• _Document passage_:
[Start of Attachment]

These are all great questions, and we can from this situation. For starters, I am not telling anyone on a United Airlines flight I am a doctor. Secondly, there are some very talented meme creators out there. More importantly, I think in health care we can and should learn from this tragedy.

Here we have an overbooked flight — something that routinely happens every day — that devolved into a social media firestorm that has cost United Airlines hundreds of millions of dollar in stock value alone. Social media justice is swift and exponentially powerful with each passing moment. We would like to think that something like this has nothing to do with our day to day practice of medicine, but I would point out that every day we have countless routine interactions with patients.

I would hope and pray that none of them end up with us having a patient dragged from an exam room forcibly with blood trailing the path out, but some of our interactions are likely to go less ideally than we would have hoped. Some of our patients are going to be upset with how things turned out. We know this since we all get those dreaded Press Ganey comment scores every month.

We don’t like looking at them. We come up with reasons why they aren’t valid. Maybe they aren’t the best judge of how things went, but we live in a day and age where that patient experience can and will end up on Facebook, Yelp, Twitter or countless other forms of social media and explode into something we could never image and forever damage our ability to care for patients.

[End of Attachment]

• _Exercise data_:
[Start of Attachment]

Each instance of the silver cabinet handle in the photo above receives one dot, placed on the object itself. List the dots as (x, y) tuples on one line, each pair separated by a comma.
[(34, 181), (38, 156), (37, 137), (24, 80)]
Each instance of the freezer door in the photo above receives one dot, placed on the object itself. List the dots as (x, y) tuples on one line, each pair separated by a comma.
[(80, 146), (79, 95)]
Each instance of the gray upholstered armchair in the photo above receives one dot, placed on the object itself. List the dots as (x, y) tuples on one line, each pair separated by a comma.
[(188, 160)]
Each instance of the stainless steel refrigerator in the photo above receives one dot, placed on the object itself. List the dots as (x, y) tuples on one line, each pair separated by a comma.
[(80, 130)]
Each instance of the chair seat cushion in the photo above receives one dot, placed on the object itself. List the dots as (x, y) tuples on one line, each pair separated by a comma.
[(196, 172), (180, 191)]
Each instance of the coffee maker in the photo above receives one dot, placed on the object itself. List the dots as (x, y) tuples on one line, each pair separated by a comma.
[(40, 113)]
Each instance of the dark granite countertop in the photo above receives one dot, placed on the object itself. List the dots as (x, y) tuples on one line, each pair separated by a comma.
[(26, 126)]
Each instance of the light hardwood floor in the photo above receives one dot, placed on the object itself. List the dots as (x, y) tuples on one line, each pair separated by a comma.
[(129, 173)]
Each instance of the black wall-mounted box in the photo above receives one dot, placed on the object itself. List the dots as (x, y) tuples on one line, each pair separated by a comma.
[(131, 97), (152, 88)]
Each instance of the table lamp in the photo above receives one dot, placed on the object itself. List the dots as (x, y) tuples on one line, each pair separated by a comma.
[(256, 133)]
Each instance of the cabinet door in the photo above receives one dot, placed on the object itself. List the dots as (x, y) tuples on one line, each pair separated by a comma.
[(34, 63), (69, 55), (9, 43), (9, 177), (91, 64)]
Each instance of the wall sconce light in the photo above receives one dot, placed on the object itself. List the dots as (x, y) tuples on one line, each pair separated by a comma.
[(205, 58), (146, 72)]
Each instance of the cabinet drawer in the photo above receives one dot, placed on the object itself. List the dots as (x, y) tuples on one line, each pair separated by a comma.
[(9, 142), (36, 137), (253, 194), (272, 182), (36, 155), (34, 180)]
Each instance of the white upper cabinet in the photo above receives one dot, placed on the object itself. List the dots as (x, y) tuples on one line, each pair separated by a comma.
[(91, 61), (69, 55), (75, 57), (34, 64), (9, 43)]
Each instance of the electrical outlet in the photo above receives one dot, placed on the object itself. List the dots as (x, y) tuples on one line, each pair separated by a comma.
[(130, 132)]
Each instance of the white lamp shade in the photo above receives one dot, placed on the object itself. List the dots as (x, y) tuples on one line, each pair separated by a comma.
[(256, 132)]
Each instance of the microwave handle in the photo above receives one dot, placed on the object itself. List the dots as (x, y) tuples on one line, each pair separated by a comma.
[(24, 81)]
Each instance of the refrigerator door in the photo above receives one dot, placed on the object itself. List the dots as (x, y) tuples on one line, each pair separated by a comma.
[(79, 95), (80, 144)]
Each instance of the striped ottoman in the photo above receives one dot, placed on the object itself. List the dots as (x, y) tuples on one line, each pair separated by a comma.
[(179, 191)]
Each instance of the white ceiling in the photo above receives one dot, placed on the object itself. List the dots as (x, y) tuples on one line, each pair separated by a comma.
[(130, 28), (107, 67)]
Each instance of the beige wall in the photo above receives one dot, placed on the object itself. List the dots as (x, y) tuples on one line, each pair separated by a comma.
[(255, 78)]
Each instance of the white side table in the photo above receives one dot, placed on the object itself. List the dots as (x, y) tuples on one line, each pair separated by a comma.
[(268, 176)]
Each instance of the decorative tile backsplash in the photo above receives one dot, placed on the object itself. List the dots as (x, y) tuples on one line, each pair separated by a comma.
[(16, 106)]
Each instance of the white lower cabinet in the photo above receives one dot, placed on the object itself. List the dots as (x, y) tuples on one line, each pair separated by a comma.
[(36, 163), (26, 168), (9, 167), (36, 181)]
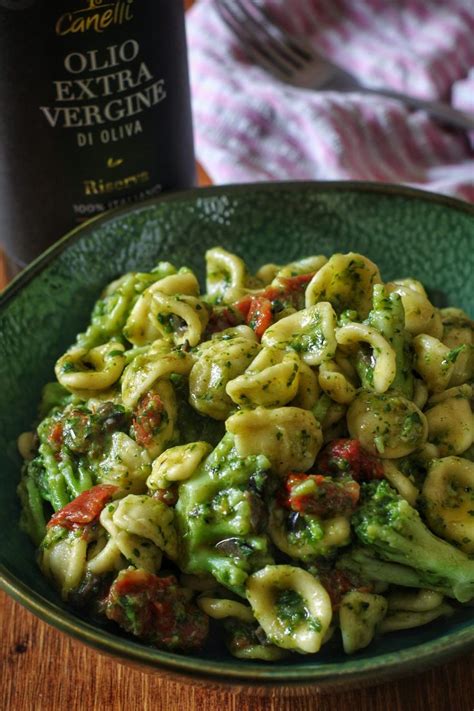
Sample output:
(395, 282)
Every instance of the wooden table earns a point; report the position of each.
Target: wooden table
(43, 670)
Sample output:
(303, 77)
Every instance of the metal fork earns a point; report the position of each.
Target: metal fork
(292, 60)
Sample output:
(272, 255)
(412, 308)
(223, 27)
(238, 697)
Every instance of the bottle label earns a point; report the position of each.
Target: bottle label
(99, 108)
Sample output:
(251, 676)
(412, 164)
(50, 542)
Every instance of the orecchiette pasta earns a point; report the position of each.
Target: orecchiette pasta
(346, 281)
(292, 606)
(389, 426)
(383, 355)
(90, 370)
(310, 332)
(449, 494)
(288, 436)
(359, 616)
(296, 444)
(270, 380)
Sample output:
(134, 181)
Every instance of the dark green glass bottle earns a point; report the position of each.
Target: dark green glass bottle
(95, 112)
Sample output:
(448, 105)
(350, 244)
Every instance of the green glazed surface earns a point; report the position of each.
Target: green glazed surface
(406, 232)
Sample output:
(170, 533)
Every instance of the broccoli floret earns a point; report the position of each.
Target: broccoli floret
(393, 530)
(388, 317)
(220, 517)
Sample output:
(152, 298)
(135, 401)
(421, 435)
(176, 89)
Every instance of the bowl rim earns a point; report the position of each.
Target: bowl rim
(354, 670)
(320, 186)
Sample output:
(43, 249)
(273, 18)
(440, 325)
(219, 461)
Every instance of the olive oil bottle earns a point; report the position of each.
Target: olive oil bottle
(94, 112)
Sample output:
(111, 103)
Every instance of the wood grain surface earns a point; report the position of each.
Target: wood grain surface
(43, 670)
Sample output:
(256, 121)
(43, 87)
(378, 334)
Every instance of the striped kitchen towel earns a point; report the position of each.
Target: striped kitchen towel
(249, 127)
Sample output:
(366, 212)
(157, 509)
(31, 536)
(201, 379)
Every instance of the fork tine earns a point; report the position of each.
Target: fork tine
(268, 31)
(299, 50)
(236, 18)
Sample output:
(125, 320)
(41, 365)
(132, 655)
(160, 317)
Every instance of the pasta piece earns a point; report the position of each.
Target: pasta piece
(219, 609)
(149, 518)
(458, 335)
(420, 393)
(81, 370)
(448, 493)
(125, 465)
(360, 614)
(177, 464)
(310, 332)
(335, 384)
(270, 380)
(136, 550)
(267, 273)
(226, 275)
(247, 641)
(384, 368)
(389, 426)
(160, 360)
(141, 326)
(105, 557)
(64, 561)
(420, 314)
(400, 482)
(308, 265)
(346, 281)
(451, 425)
(308, 388)
(288, 436)
(220, 361)
(292, 607)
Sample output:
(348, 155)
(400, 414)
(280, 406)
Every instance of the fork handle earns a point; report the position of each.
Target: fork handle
(443, 112)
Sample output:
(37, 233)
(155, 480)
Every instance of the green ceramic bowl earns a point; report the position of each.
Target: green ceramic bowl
(406, 232)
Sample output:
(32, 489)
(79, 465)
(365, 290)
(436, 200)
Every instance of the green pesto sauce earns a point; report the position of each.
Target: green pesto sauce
(292, 611)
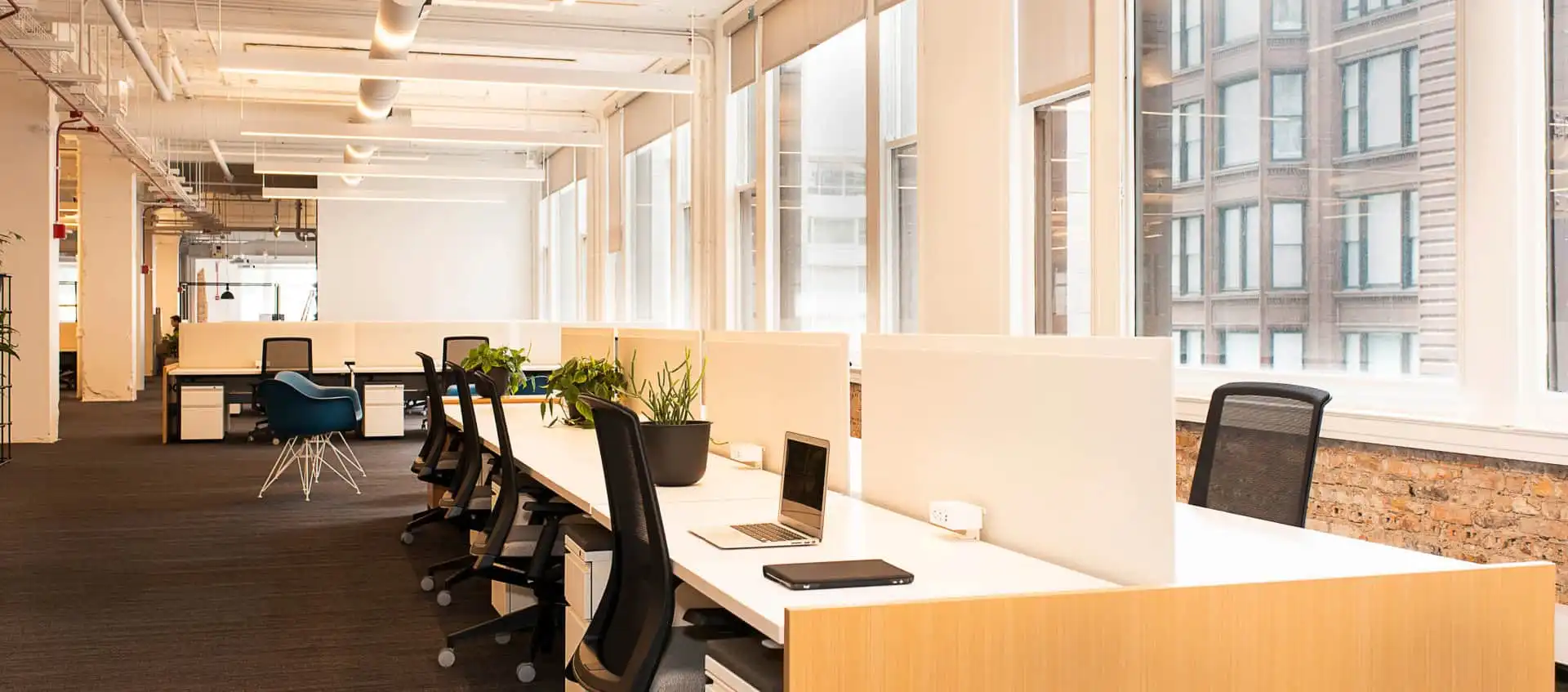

[End of Attachment]

• _Exercise description_:
In the passage about the United Airlines incident and health care, why does the writer think the incident matters for everyday medical practice? Answer in one to three sentences.

• _Exercise solution_:
Doctors have countless routine interactions with patients every day, and some will go less well than hoped and leave patients upset. Those patient experiences can end up on Facebook, Yelp, Twitter or other social media and explode into something that forever damages the ability to care for patients.